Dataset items
★ ★ ★ ★ ★

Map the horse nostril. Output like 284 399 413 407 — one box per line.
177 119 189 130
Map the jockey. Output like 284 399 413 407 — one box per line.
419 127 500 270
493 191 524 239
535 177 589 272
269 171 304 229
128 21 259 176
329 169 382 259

★ ★ ★ ★ ★

WRITTEN PROBLEM:
Reproduce every line of the material above, word for word.

EXPECTED ANSWER:
Map the horse nostril. Output like 284 399 413 407 — one box per line.
177 119 189 130
Map the jockey. Output like 284 399 413 407 — one box per line.
419 127 500 270
493 191 524 239
535 177 589 272
269 171 304 229
128 21 259 176
329 169 382 259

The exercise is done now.